## Work to do
• A. The Boost mailing-list reply says what goes wrong with the "array size too short" error. Explain that cause in one to three sentences.
• B. Identify every line of the rows that contains the word "patch", and copy each of those lines out in full.
----- Excerpted passage
Boost logo

Boost Users :

Subject: Re: [Boost-users] mpi/serialization:
From: Riccardo Murri (riccardo.murri_at_[hidden])
Date: 2012-02-01 16:32:51


Hello,

I tried to run your code but it's still too big and complex for me to be able
to say anything without a long debugging session, which I cannot do
now. So please take this email with a grain of salt, as I could have
totally misunderstood the code...

I compiled the code you sent with Boost.MPI 1.45 and OpenMPI 1.4.
Running it on two MPI ranks, I always get the same two errors:

* Rank 1 dies with the "archive_exception / array size too short" error, but
* Rank 0 dies with a segmentation fault.

I managed to get rid of the "archive_exception / array size too
short" error from rank 1 (modified slbmpi.h attached), but the rank 0
still segfaults.

(1) Concerning the "array size" error: your code reads:

        reqs.push_back( world.isend( Sender , SendTag ,
&Neighbor2Proc[ i ] , Msg2Send_size ) ) ;

[Aside: I think there's a typo here: the first argument to "world.isend" is the
*destination rank*, so I guess you have "Sender" where "Receiver"
should be...]

This sends Msg2Send_size elements of type "lattice_type" starting at
location "&Neighbor2Proc[i]". However, the corresponding
"world.irecv" has:

        reqs.push_back( world.irecv( msg.source() , msg.tag() ,
Neighbor4Proc[ i ] ) ) ; // , Msg2Send_size: not compiling: request
irecv(int source, int tag, T * values, int n) const; @
http://www.boost.org/doc/libs/1_48_0/doc/html/boost/mpi/communicator.html#id444949-bb

so you are receiving an array of "Msg2Send_size" elements into a
single value of type "lattice_type".
----------
----- Excerpted records
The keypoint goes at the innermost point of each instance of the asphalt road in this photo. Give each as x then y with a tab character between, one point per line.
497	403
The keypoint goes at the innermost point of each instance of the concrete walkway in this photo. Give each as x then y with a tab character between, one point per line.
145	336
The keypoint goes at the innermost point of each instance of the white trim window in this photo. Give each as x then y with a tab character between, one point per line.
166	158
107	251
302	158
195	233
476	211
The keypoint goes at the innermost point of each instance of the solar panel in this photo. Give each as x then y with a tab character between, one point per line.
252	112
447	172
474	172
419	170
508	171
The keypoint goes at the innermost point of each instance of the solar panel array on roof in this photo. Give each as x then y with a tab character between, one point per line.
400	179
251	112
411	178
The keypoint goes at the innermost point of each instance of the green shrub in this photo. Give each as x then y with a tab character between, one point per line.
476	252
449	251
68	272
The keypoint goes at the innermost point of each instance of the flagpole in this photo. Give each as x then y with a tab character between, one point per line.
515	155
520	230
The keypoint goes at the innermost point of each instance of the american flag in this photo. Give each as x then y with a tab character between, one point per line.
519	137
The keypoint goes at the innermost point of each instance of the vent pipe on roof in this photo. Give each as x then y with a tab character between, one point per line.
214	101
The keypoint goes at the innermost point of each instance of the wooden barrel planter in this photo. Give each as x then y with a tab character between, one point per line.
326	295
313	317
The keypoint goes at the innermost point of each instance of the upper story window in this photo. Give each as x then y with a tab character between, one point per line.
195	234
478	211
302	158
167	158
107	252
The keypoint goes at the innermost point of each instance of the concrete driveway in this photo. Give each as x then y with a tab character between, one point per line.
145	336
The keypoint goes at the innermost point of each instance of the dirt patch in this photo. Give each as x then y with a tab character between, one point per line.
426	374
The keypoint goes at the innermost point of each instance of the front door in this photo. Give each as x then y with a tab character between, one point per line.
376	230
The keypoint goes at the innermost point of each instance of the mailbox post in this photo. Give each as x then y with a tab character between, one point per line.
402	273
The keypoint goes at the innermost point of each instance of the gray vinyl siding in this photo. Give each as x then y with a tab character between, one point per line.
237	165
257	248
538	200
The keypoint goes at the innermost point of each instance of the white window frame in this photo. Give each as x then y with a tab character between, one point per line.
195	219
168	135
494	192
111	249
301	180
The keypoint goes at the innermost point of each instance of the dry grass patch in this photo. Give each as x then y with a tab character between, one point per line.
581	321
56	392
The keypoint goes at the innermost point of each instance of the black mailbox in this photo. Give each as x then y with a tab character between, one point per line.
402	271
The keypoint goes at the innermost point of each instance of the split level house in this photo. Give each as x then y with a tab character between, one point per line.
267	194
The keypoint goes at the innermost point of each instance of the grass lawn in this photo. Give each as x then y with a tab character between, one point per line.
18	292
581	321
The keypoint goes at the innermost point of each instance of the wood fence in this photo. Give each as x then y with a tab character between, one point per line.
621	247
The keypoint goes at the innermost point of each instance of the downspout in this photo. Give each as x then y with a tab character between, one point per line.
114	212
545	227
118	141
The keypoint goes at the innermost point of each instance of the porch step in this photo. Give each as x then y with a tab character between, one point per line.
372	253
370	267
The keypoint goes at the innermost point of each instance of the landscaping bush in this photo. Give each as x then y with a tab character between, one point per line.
----------
## Answers below
• A. The isend call sends Msg2Send_size elements of type "lattice_type" starting at "&Neighbor2Proc[i]". The matching irecv call receives into Neighbor4Proc[i], which is a single value of type "lattice_type". An array of Msg2Send_size elements is therefore being received into one value.

• B.
The keypoint goes at the innermost point of each instance of the dirt patch in this photo. Give each as x then y with a tab character between, one point per line.
The keypoint goes at the innermost point of each instance of the dry grass patch in this photo. Give each as x then y with a tab character between, one point per line.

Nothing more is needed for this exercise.